== What is needed ==
Starting at the top line and ending at the last, restate the records exactly.

○ ○ ○ ○ ○ ○ ○

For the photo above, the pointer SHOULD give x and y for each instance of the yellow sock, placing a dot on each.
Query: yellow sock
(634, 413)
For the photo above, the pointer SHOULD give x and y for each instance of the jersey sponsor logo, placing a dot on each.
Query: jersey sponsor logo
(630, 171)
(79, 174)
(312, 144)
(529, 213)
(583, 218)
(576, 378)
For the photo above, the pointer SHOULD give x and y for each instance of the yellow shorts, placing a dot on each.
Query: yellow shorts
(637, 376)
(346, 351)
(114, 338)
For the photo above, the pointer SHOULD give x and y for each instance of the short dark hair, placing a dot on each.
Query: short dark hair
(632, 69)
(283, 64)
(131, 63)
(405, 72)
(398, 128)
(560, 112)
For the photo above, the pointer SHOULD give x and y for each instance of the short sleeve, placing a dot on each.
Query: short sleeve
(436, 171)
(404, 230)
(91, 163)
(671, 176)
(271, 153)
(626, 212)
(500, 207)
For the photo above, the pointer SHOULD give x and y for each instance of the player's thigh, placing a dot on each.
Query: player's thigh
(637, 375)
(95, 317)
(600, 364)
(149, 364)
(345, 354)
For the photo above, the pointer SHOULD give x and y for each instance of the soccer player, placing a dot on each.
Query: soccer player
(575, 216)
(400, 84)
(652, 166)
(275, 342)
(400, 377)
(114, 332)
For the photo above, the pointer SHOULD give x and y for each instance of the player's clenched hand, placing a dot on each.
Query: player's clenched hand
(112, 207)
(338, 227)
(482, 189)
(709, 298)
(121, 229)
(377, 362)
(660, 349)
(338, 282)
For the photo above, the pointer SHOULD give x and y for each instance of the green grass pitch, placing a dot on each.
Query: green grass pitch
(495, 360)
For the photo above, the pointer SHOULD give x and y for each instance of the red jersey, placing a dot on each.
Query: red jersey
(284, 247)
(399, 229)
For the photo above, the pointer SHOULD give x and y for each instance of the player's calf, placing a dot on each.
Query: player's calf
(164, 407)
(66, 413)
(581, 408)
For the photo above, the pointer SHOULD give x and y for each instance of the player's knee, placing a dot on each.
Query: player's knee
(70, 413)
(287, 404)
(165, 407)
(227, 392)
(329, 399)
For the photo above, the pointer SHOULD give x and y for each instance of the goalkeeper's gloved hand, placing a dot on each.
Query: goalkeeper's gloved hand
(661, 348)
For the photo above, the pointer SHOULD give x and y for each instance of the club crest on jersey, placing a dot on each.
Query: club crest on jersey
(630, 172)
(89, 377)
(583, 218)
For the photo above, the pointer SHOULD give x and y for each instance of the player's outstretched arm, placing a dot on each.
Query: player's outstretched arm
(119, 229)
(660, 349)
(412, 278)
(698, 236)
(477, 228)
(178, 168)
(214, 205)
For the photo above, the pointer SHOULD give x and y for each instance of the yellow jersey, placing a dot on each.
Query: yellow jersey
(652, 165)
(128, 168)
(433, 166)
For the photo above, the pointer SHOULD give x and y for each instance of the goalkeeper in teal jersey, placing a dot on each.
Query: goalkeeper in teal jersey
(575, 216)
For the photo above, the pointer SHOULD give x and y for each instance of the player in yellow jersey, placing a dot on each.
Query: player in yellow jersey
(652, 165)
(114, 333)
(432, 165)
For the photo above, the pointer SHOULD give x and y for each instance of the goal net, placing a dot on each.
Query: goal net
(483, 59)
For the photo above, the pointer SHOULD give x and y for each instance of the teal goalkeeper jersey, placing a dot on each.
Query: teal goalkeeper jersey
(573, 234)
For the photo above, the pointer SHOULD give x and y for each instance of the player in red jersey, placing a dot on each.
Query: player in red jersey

○ ○ ○ ○ ○ ○ ○

== Solution to this problem ==
For the photo above, the pointer SHOULD give x and y for each instance of the yellow sock, placing a dot on each.
Query: yellow sock
(634, 413)
For the photo above, the pointer SHOULD give x and y for each instance of the jersey sponsor logo, placing a dot on each.
Query: jersey sponsor logo
(630, 171)
(79, 174)
(312, 144)
(529, 213)
(583, 218)
(576, 378)
For the photo above, the pointer SHOULD give x and y for each instance of the yellow shorts, placing a dot on each.
Query: yellow shorts
(637, 376)
(346, 351)
(114, 338)
For the photo above, the pointer SHOULD give x and y for each instance of the short dark hair, placing a dot on each.
Query: short dark hair
(632, 69)
(283, 64)
(131, 63)
(405, 72)
(398, 128)
(560, 112)
For the photo above, the pointer SHOULD give x and y for each instance of the short sleeve, placing a dot on each.
Query: short sleeve
(436, 171)
(404, 230)
(91, 163)
(671, 176)
(271, 153)
(626, 212)
(500, 207)
For the photo above, the pointer SHOULD give x and y for each instance of the player's thigh, placing a dot on each.
Query: player's thigh
(637, 375)
(95, 317)
(600, 364)
(149, 364)
(345, 354)
For the photo above, the pointer SHOULD give x and y for each instance of the soccer player, placing a dot on each.
Query: soccer player
(575, 216)
(400, 84)
(652, 166)
(275, 342)
(400, 377)
(114, 332)
For the photo above, the pointer SHOULD give x and y for each instance of the player's clenched hand, placing a dot on each.
Query: player's clenched hand
(112, 207)
(338, 227)
(482, 189)
(709, 298)
(121, 229)
(377, 362)
(660, 349)
(338, 282)
For the photo above, the pointer SHOULD give x and y for each instance of the green grass pitch, placing a dot on each.
Query: green grass pitch
(495, 360)
For the photo above, the pointer SHOULD give x and y for each instance of the red jersey, placing a dot on each.
Query: red jersey
(284, 247)
(399, 229)
For the photo above, the pointer SHOULD give x and y for each instance of the player's calf, placing a dot on each.
Query: player's calf
(164, 407)
(66, 413)
(581, 408)
For the photo above, the pointer SHOULD give x and y for each instance of the player's knee, placing a dot on each.
Query: player's knee
(70, 413)
(287, 404)
(165, 407)
(227, 392)
(329, 399)
For the photo above, the pointer SHOULD give x and y for each instance of the goalkeeper's gloved hand, placing a dot on each.
Query: goalkeeper's gloved hand
(661, 348)
For the photo above, the pointer SHOULD give x and y for each instance of the club crest on jersey, placing a dot on each.
Query: club crest on jersey
(630, 172)
(89, 377)
(583, 218)
For the photo above, the pointer SHOULD give x and y for each instance of the player's outstretched arm, placing a dot on each.
Query: player's outstretched arm
(119, 229)
(660, 349)
(412, 278)
(698, 236)
(477, 228)
(178, 168)
(214, 205)
For the photo above, the pointer SHOULD give x and y for each instance of the yellow jersey, placing a dot on each.
Query: yellow jersey
(652, 165)
(128, 168)
(433, 166)
For the photo above, the pointer SHOULD give x and y for each instance of the goalkeeper in teal jersey, placing a dot on each.
Query: goalkeeper in teal jersey
(575, 216)
For the photo above, the pointer SHOULD give x and y for each instance of the player in yellow jersey, placing a dot on each.
Query: player in yellow jersey
(652, 165)
(114, 333)
(432, 165)
For the photo above, the pointer SHOULD give x and y for each instance of the goal net, placing a dot on each.
Query: goal net
(483, 59)
For the photo above, the pointer SHOULD give x and y for each instance of the teal goalkeeper jersey, placing a dot on each.
Query: teal goalkeeper jersey
(573, 234)
For the photo above, the pointer SHOULD give x and y for each instance of the player in red jersey, placing a dot on each.
Query: player in red jersey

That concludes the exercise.